## Records for the task

----------

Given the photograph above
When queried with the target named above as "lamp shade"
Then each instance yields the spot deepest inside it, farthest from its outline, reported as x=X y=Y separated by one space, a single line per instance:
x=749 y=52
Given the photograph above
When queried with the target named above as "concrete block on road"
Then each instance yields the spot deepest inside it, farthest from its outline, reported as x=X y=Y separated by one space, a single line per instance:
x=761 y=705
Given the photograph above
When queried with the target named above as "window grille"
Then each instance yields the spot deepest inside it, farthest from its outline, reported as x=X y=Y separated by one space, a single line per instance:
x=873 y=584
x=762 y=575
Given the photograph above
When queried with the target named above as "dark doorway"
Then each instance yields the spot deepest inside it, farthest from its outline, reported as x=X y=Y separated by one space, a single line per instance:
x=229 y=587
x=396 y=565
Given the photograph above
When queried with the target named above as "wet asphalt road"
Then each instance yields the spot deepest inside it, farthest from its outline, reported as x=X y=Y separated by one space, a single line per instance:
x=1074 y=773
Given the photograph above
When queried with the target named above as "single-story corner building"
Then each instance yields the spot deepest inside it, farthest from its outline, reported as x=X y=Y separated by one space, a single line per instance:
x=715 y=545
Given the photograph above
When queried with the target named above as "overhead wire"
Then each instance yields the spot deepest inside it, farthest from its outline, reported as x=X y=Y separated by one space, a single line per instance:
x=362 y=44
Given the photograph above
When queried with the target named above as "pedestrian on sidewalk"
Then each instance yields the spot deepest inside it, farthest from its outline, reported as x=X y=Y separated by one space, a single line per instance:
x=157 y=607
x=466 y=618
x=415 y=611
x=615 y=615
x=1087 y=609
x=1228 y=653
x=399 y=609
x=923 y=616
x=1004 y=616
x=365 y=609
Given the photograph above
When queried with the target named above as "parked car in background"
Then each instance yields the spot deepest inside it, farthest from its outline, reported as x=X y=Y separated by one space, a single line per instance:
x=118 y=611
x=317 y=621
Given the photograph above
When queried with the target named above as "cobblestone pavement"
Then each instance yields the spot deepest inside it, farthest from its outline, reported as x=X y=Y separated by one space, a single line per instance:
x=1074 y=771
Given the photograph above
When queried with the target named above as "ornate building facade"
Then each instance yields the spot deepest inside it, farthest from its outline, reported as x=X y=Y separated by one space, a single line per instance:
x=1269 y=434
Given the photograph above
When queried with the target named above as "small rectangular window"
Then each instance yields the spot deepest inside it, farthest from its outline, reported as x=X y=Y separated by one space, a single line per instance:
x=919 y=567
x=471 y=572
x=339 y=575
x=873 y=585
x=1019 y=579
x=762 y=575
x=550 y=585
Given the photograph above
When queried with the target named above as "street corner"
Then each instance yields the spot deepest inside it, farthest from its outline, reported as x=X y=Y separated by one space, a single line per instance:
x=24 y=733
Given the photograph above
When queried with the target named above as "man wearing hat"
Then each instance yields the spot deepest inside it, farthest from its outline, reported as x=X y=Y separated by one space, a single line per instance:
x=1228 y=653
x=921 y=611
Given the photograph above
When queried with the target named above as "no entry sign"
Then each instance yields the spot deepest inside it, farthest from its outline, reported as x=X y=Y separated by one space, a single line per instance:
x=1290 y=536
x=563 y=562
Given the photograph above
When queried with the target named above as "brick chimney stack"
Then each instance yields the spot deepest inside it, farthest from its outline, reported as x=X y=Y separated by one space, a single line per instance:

----------

## Prompt
Edit all of the items above by replacing every occurrence of "instance" with "occurrence", leaving the rest of the text unchanged.

## Exercise output
Given the photograph above
When queried with the target named above as "lamp shade"
Then each occurrence yields the spot deepest inside it, farthest from its outline, reported as x=X y=Y separated by one space, a single line per occurrence:
x=749 y=52
Given the photograph above
When queried with the target named above as "concrete block on road"
Then each occurrence yields the spot deepest inside it, farthest from its outline, reported as x=X y=Y separated by one space, a single line per occurrence:
x=761 y=705
Given the photograph above
When queried with the target named above as "window grille"
Then each occurrence yields the spot deepest inside it, farthest from its outline, reported as x=X y=Y separated by one space, a single line per occurrence:
x=873 y=584
x=762 y=575
Given the photograph above
When queried with the target named above as "dark doorway"
Then each occurrence yields the spot deepest inside it, farthest from its outline, reported as x=X y=Y separated by one space, a single line per occurrence:
x=229 y=587
x=396 y=565
Given the photograph above
When queried with the target named above as "wet asphalt road"
Then each occurrence yields the spot deepest inside it, farthest from its outline, reported as x=X y=Y separated by one space, a single line per occurrence:
x=1074 y=773
Given the photograph above
When queried with the target named above as "single-story corner building"
Then each occurrence yields the spot deepest inside it, farthest from its outline, reported as x=X y=Y separated by one space, a single line per occurrence:
x=715 y=545
Given the photograph above
When queried with the target named above as "overhead wire"
Then each occurrence yields the spot deepest inside it, farthest from its outline, reported as x=X y=Y separated by one space, a single line per occurrence:
x=362 y=44
Given the photograph above
When queried with the target named above as "pedestrian on sidewalk"
Then each occurrence yields the spot deepest inside it, farthest from its outline, reported as x=X y=Y separated by one space, a single line per occurrence:
x=157 y=607
x=466 y=618
x=415 y=611
x=615 y=615
x=1087 y=609
x=1228 y=653
x=399 y=609
x=923 y=616
x=1004 y=616
x=365 y=609
Given the photograph above
When queried with the target named above as "parked car in background"
Then each occurrence yields the spot deepest inside it, farthest from its outline, reported as x=X y=Y separated by one space, a single line per occurrence:
x=118 y=611
x=317 y=621
Given the photograph above
When queried with the target named above as "cobblestone pavement"
Then each occurrence yields the spot deepest inside it, farthest from its outline, reported as x=X y=Y separated by one space, a single line per occurrence:
x=1074 y=771
Given the photograph above
When queried with the target named above as "ornate building facade"
Then each occurrence yields the spot deepest inside it, farthest from its outline, reported as x=X y=Y separated by one space, a single line per occurrence:
x=1269 y=434
Given the photograph above
When queried with the target named above as "small rectangular window"
Then each occurrence yields the spot deepest inside it, farthest from its outline, reported as x=X y=Y separated by one space, a single line per occurrence:
x=919 y=567
x=471 y=572
x=339 y=575
x=873 y=585
x=1019 y=579
x=762 y=575
x=550 y=585
Given the photograph above
When queried with the target named above as "street corner"
Then each occurrence yields the spot deepest inside it, farthest from its outline, reported as x=X y=Y separated by one space, a single line per occurrence:
x=24 y=733
Given the photograph above
When queried with the target named above as "man wearing hat"
Then each occurrence yields the spot deepest inside it, farthest from its outline, reported as x=X y=Y separated by one space, a single line per occurrence:
x=1228 y=653
x=921 y=611
Given the photograph above
When queried with the target named above as "no entry sign"
Then each occurrence yields the spot deepest inside it, farthest from its outline, reported as x=X y=Y separated by one space, a single line per occurrence:
x=1290 y=536
x=563 y=562
Given the photograph above
When queried with the target named above as "brick chimney stack"
Then each occurrence yields the spot deepest inside it, farthest from its outline, reported as x=X y=Y separated by one space, a single line per occurrence:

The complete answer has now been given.